Available data:

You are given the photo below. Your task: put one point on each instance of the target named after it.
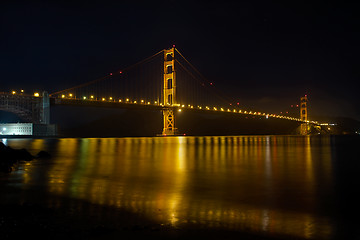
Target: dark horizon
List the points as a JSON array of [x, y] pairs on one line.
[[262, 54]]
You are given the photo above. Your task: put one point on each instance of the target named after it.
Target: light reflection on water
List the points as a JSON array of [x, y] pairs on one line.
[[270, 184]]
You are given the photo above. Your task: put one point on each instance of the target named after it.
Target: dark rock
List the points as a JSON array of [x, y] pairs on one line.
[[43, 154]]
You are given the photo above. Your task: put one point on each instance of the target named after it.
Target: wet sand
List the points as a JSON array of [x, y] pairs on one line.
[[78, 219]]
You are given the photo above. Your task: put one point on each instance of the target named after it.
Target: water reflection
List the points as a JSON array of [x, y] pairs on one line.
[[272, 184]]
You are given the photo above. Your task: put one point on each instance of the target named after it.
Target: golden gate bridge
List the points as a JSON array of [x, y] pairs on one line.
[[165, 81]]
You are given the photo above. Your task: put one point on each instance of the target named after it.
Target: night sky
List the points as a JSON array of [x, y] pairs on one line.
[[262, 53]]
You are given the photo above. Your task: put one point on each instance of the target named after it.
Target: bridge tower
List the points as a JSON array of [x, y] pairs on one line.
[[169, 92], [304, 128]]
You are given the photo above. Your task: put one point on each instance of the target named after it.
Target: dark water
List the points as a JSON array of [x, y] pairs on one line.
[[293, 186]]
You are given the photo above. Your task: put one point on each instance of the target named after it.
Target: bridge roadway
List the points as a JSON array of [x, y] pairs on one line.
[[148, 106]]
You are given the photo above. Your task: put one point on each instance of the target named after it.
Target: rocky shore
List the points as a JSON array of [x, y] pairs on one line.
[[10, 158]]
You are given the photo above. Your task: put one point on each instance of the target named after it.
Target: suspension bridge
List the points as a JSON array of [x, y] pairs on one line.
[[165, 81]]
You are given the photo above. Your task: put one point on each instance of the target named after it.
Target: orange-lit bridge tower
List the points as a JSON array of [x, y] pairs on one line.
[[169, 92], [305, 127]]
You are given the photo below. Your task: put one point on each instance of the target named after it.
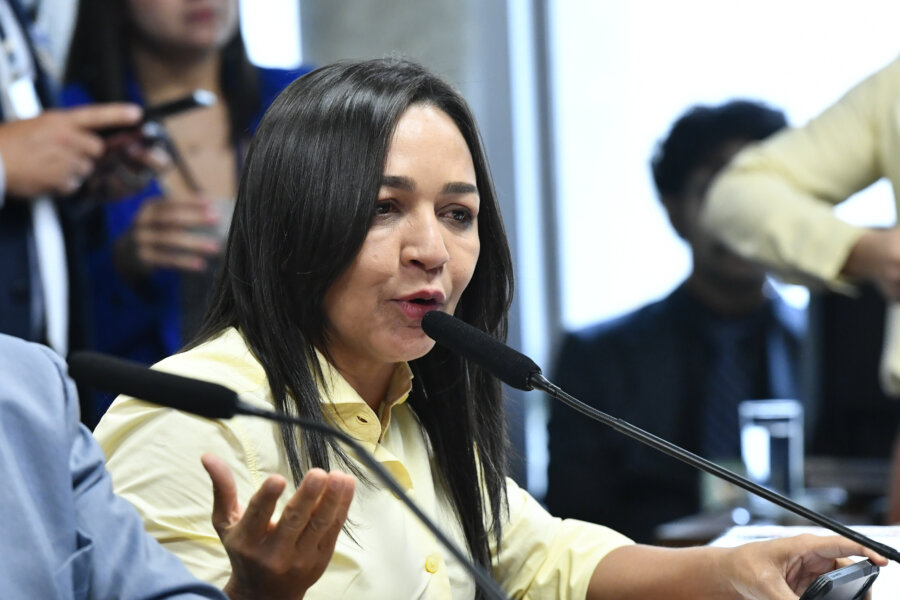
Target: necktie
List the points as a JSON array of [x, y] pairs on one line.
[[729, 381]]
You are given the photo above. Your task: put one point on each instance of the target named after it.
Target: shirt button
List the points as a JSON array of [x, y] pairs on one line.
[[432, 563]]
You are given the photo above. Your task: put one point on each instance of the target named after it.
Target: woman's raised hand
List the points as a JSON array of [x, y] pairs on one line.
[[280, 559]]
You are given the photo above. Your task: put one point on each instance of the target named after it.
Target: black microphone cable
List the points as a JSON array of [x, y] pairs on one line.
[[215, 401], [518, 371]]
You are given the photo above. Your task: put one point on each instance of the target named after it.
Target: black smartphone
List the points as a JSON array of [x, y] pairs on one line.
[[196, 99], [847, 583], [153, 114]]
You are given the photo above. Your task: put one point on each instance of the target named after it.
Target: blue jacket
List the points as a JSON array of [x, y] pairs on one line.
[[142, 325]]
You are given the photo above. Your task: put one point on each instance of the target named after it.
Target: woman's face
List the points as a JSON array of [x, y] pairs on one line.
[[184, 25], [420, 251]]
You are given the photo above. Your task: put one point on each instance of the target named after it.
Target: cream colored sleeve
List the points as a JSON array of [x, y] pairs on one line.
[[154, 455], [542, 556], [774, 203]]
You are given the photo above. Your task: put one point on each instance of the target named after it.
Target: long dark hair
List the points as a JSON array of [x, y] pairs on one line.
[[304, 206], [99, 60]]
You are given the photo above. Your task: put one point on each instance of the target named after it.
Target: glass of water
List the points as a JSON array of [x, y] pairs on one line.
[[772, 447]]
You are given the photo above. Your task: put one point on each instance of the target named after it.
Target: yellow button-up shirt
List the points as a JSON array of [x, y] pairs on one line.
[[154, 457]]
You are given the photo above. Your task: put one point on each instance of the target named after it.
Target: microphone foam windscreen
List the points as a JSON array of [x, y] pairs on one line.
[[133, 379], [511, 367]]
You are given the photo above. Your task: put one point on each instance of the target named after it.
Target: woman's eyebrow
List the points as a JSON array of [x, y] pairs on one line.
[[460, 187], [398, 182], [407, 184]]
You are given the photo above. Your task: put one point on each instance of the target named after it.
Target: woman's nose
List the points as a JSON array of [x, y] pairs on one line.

Task brief: In the answer, the entries must appear exactly as above, without the images.

Completed task:
You are given the photo below. Your task: put one point on each instance of the target named after it.
Target: dark horizon
List the points as a JSON array of [x, y] pairs on one line.
[[262, 54]]
You are given the photo above. Your task: put one point on each instance of the target named after it.
Target: light reflection on water
List the points as a JSON array of [x, y] pairs on one line.
[[270, 184]]
You are given the photo above. Your task: put one point on each instance of the target named after it.
Target: dark rock
List the points as a JSON array of [x, y] pairs on one line.
[[43, 154]]
You are given the photo above. Your task: put one point on each instance of the target named after it.
Target: wet sand
List the points as a JSON array of [x, y] pairs on one line.
[[78, 219]]
You are given the photo above. Your task: put one point on each instance of the target named after it.
Target: water reflection
List the points as a JSON array of [x, y] pairs on one line.
[[272, 184]]
You are given the photo above. Your task: put one point on each instance of the target named after it.
Target: golden gate bridge
List the points as a JSON array of [x, y] pairs on one line.
[[165, 81]]
You are given the photo above. Your task: put one point on each instance of the target named after it.
Target: night sky
List the points as a JSON array of [x, y] pairs on one line.
[[262, 53]]
You are given the photo above. Your task: put one point on each instance of the target named after it.
Target: bridge tower
List the points as a JSON array of [x, y] pairs on one line.
[[169, 92], [304, 128]]
You are given the photo above. Your task: put one point on each instance of the target named after it.
Target: dark water
List the points as a JSON array of [x, y] pairs on one line.
[[293, 186]]
You are given the photo above. Your task: put one point on each instance of the target named after it.
Target: bridge roadway
List the points as a JSON array of [x, y] pairs on one line.
[[148, 106]]
You are given the photo above. Your task: put one point on each instance of the target named after it.
Target: rocky shore
List the points as a JSON array of [x, y] pairs on one line.
[[10, 158]]
You are given the photo above. Your task: put one point on each instance of the target named after it.
Target: suspension bridge
List the points as a JSON array of [x, y] pairs on one line.
[[165, 81]]
You are given the photo above. Your task: put one point on each instance of the target named after it.
Target: orange-lit bridge tower
List the points as a JSON array of [x, y] pairs on one line.
[[169, 92], [305, 127]]
You are given the photo below. Your task: put one point on each instance of the target named after it.
Target: necktie
List the points as a JSON array of [x, y] pairs on one line.
[[729, 381]]
You are given the photo above. Your task: put one point on each instance of the target named after it.
Target: shirt button
List the points as a JSON array of [x, y] pairs on one line.
[[432, 563]]
You are given the photo above. Your task: put one point on each instance of the target named after it.
Target: woman's raised hand
List the points as a JSON array of [x, y] pairs on one line.
[[280, 559]]
You are given the photo above. Your task: put one point on each instance of the target named after it.
Target: black microphone cable
List the points as a JSON array of [x, y] pairs on one line.
[[215, 401], [518, 371]]
You are given the photo above. Your task: put one point on each instance of the target named after it.
Target: black smartphone
List the points as a JSON array of [x, y] pairs on one line.
[[196, 99], [847, 583], [153, 114]]
You are given the photo above. Your task: put one point on each instance of the target named after it.
Target: blue jacket
List the points as a JSON array of [x, y] pairs on one line.
[[142, 325]]
You are given the photo above. Your task: put one point on each instance of the target named after it.
Target: woman's face
List the points as a JSON array of [x, y] pairs on one line.
[[184, 25], [420, 251]]
You are given the photo above. Your task: put one point on each instance of the target named after it.
Target: cream colored sleeve
List the points as a JSON array of [x, y] pairs on one line.
[[154, 455], [542, 556], [774, 203]]
You are given the photo above. Your task: put one point on each instance of the target named after it.
Target: long dark hair
List the points as a JSON array of [x, y] pairs on one line.
[[304, 206], [99, 60]]
You are given the photo above. Your task: put one point on each instance of the target named after it.
Target: glass of water
List the points as a JSON array of [x, y] pairs on one line.
[[772, 447]]
You are given the photo above. Your task: put one point on each instance of the target named after it.
Target: yellow button-up shirt
List the points as a JSON array of [x, y] pairs on one line.
[[154, 457]]
You are given the photo above. Your task: put one point on each instance of the target named after it.
Target: microphone foam windscreen
List the points as a JSON array of [x, y] pairs on one line.
[[133, 379], [511, 367]]
You are given the photo above. Your task: put one point on each instance of the target named after it.
Target: woman's eyebrow
List the points as a JSON array of [x, y] pairs on one line.
[[460, 187], [398, 182], [407, 184]]
You are given the photo above. Your task: put one point on each instance of the target named after it.
Target: woman's nose
List the points as a JSON array of [x, y] pairs on one line.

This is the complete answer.